◆ Aim of the exercise ◆
Only the lines from the line holding "pink wall, one" to the last line should be output, each exactly as given.

§

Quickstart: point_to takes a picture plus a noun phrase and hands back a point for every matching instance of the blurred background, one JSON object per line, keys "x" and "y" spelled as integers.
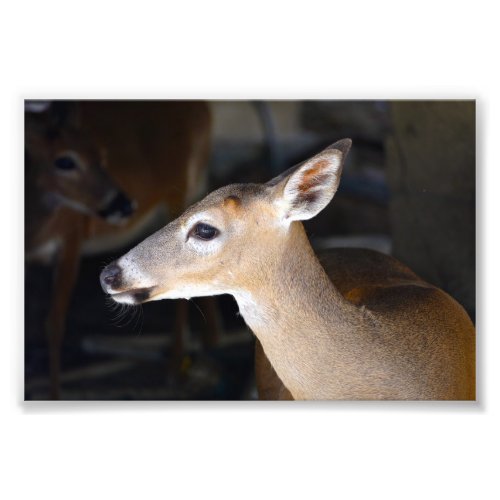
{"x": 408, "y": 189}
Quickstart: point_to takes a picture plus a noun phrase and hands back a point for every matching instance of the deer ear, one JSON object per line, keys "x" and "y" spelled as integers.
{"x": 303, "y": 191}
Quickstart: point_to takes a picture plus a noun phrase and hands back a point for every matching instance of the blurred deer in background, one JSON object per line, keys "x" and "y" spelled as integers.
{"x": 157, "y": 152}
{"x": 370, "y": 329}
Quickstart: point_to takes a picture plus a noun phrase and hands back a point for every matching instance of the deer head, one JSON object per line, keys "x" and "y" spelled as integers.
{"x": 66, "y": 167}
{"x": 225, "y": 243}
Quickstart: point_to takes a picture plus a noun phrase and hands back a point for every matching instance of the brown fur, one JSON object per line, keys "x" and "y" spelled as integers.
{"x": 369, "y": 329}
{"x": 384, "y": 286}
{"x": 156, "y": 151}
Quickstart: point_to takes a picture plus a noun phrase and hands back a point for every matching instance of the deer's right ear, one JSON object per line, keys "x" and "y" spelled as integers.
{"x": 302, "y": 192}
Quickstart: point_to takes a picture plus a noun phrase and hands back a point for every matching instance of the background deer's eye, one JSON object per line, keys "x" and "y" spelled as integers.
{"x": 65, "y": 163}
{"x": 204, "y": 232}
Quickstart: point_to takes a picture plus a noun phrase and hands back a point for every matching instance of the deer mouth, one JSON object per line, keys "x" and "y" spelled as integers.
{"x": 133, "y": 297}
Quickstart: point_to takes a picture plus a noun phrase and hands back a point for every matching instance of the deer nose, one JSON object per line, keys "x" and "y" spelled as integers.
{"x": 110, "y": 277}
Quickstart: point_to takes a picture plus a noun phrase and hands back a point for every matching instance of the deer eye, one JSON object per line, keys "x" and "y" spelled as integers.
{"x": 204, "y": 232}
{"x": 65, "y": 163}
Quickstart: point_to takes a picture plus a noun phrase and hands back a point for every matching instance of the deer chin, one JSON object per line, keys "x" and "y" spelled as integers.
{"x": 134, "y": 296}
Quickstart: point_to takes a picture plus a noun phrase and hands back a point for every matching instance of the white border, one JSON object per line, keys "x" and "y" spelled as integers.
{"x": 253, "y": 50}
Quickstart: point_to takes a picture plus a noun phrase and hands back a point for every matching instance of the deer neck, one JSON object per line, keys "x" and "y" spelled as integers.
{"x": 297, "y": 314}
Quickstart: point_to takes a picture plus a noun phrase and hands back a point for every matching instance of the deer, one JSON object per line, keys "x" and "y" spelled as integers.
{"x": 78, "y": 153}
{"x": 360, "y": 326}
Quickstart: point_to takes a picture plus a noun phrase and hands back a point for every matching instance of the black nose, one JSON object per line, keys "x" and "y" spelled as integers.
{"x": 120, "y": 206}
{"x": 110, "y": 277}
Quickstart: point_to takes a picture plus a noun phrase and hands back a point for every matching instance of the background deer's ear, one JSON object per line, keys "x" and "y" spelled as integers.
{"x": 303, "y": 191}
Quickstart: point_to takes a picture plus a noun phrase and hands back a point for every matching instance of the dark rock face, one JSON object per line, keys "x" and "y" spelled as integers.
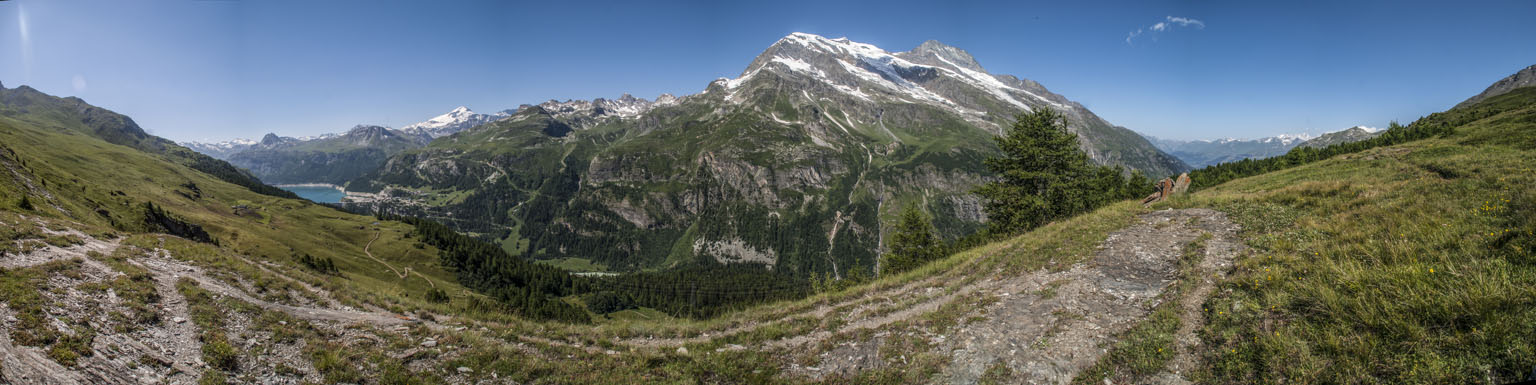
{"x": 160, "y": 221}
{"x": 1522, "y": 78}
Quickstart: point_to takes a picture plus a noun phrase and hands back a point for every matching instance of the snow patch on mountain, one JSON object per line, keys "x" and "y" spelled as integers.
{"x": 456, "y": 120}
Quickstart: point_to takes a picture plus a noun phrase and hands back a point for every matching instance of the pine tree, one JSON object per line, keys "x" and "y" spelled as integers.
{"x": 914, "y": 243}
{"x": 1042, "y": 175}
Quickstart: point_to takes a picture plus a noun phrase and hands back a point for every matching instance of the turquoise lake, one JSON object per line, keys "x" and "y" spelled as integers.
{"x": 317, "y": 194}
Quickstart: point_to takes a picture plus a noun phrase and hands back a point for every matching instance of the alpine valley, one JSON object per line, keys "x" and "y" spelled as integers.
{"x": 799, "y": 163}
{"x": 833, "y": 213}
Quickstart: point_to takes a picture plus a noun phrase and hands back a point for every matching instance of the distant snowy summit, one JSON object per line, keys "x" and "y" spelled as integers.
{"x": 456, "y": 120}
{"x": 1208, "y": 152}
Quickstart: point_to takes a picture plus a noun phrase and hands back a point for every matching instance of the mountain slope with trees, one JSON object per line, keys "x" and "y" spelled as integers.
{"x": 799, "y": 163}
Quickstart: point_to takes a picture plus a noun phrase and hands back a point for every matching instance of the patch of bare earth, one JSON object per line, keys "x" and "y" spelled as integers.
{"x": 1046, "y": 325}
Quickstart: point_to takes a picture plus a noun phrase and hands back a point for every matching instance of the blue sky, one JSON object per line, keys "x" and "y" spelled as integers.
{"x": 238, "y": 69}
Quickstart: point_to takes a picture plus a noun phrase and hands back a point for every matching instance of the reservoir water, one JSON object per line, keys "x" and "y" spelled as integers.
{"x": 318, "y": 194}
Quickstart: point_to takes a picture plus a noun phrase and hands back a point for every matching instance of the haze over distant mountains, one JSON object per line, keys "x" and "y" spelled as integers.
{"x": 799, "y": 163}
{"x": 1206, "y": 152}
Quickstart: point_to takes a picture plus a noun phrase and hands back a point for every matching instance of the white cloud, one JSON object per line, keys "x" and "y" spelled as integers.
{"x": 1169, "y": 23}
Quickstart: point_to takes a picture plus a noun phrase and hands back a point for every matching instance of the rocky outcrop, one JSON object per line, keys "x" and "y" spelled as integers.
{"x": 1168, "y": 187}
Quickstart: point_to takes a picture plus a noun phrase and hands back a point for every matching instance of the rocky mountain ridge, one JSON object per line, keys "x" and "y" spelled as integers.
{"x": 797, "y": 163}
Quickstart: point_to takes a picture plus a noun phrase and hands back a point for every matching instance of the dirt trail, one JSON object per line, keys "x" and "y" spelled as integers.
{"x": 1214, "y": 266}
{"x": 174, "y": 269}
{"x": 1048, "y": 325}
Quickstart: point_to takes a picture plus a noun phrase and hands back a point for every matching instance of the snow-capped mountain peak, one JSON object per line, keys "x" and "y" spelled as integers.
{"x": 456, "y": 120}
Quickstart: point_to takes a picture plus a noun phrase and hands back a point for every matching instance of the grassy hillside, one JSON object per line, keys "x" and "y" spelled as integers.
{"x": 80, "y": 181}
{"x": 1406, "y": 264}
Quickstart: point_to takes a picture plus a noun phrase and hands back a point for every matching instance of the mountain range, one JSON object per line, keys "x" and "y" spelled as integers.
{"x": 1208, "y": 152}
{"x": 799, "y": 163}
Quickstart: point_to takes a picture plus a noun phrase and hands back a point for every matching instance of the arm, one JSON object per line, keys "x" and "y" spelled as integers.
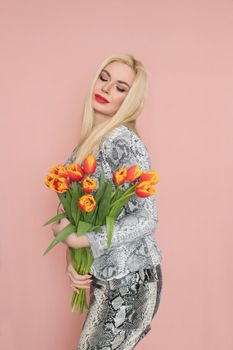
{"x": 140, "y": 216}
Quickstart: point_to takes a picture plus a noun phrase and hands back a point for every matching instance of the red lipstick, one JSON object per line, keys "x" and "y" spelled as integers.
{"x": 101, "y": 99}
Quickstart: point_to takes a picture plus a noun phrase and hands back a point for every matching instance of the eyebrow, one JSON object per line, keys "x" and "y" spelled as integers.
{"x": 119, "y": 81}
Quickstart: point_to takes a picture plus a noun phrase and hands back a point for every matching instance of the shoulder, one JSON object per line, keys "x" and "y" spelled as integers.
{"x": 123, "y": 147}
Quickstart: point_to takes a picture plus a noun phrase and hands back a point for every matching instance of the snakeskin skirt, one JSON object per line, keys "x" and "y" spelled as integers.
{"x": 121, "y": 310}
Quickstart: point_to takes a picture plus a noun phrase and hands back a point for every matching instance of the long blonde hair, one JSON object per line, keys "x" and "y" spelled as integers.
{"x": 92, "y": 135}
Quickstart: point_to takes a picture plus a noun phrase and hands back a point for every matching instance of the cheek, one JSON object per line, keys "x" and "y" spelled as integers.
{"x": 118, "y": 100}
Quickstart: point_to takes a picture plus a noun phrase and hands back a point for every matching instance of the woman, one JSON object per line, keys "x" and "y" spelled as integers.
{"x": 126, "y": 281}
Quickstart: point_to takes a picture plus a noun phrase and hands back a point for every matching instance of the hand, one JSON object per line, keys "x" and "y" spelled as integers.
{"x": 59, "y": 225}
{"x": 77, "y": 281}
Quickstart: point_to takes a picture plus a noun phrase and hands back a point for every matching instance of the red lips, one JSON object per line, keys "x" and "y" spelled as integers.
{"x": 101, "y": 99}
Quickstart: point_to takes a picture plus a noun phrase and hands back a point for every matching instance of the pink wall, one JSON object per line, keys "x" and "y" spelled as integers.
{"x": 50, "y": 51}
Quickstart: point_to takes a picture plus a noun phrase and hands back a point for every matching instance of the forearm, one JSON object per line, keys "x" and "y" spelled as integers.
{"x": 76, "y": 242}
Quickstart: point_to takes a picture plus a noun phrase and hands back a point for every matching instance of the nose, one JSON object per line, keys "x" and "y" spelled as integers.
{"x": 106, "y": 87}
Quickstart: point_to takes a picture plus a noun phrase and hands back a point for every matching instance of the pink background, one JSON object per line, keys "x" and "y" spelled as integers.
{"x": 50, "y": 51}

§

◆ Expected answer ◆
Quickstart: point_to takes a picture plus a noun phrase and hands back a point for every matching instance of the pink wall, one JSON object per line, keys "x" and "y" spelled as integers.
{"x": 50, "y": 51}
Quickstart: point_to takes a picture plus a noun phrase and hands back a point for every matching instance of the forearm, one JSON object per line, keys "x" and "y" spelled as integers.
{"x": 76, "y": 242}
Quickstart: point_to takes a picture plus a noun phrase and hands back a point for every matching instance of the nose, one JSON object per line, keys "x" and "y" spelled as integers.
{"x": 106, "y": 87}
Quickstart: point_to takes a picture plus a noun phrase and hands back a point for every matching instance of the pink background, one JSON object per line, keys "x" and "y" spelled as integers.
{"x": 50, "y": 51}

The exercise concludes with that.